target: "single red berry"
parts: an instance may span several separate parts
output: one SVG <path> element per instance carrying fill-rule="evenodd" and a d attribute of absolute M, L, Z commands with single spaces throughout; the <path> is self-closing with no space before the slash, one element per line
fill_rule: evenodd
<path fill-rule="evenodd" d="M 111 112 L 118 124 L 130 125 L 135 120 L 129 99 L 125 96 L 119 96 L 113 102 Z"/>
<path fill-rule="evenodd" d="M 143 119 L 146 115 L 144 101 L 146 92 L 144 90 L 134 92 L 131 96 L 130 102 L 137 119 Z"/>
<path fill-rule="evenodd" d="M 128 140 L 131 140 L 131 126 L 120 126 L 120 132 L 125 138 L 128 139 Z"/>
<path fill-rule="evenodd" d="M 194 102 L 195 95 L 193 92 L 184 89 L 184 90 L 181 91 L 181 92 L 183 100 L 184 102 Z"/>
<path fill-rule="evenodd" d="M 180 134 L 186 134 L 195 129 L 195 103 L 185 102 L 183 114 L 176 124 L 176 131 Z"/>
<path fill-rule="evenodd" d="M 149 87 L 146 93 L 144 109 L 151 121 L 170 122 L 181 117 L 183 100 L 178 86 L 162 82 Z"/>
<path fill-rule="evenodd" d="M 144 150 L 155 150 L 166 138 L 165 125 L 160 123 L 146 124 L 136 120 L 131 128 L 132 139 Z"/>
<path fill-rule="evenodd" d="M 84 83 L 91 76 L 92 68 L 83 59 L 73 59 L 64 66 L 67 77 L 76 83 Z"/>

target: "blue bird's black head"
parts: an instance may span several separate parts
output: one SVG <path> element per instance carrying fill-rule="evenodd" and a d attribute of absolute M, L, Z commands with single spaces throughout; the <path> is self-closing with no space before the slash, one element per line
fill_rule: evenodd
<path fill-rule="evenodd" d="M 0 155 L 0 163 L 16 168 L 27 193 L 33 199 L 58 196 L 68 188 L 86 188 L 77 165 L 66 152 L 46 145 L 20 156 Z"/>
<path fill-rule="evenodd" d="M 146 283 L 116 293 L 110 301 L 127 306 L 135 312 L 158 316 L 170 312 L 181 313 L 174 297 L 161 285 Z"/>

## Task to carry out
Write out every line of the listing above unchanged, character for character.

## Result below
target: "single red berry"
parts: an instance may span several separate parts
output: one SVG <path> element per instance carrying fill-rule="evenodd" and a d attribute of absolute M, L, Z commands with single spaces throughout; the <path> is self-closing with no space before the slash, one element per line
fill_rule: evenodd
<path fill-rule="evenodd" d="M 111 112 L 118 124 L 130 125 L 135 120 L 129 99 L 125 96 L 119 96 L 113 102 Z"/>
<path fill-rule="evenodd" d="M 143 119 L 146 115 L 144 101 L 146 92 L 144 90 L 134 92 L 131 96 L 130 102 L 137 119 Z"/>
<path fill-rule="evenodd" d="M 128 140 L 131 140 L 131 126 L 120 126 L 120 132 L 125 138 L 128 139 Z"/>
<path fill-rule="evenodd" d="M 194 102 L 195 95 L 193 92 L 184 89 L 184 90 L 181 91 L 181 92 L 183 100 L 184 102 Z"/>
<path fill-rule="evenodd" d="M 180 134 L 186 134 L 195 129 L 195 103 L 185 102 L 183 114 L 176 124 L 176 131 Z"/>
<path fill-rule="evenodd" d="M 149 87 L 146 93 L 144 109 L 151 121 L 170 122 L 181 117 L 183 100 L 178 86 L 162 82 Z"/>
<path fill-rule="evenodd" d="M 144 150 L 155 150 L 166 138 L 165 125 L 160 123 L 146 124 L 136 120 L 131 128 L 132 139 Z"/>
<path fill-rule="evenodd" d="M 84 83 L 91 76 L 92 68 L 83 59 L 73 59 L 64 66 L 67 77 L 76 83 Z"/>

target: "blue bird's black head"
parts: an instance may span several separate parts
output: one SVG <path> element per instance carrying fill-rule="evenodd" and a d attribute of absolute M, L, Z commands with single spaces throughout; the <path> is self-closing with no space before the slash, one element per line
fill_rule: evenodd
<path fill-rule="evenodd" d="M 0 155 L 0 163 L 16 168 L 27 193 L 33 199 L 58 196 L 68 188 L 86 188 L 77 165 L 66 152 L 46 145 L 20 156 Z"/>
<path fill-rule="evenodd" d="M 146 283 L 116 293 L 110 301 L 127 306 L 135 312 L 158 316 L 170 312 L 181 313 L 174 297 L 161 285 Z"/>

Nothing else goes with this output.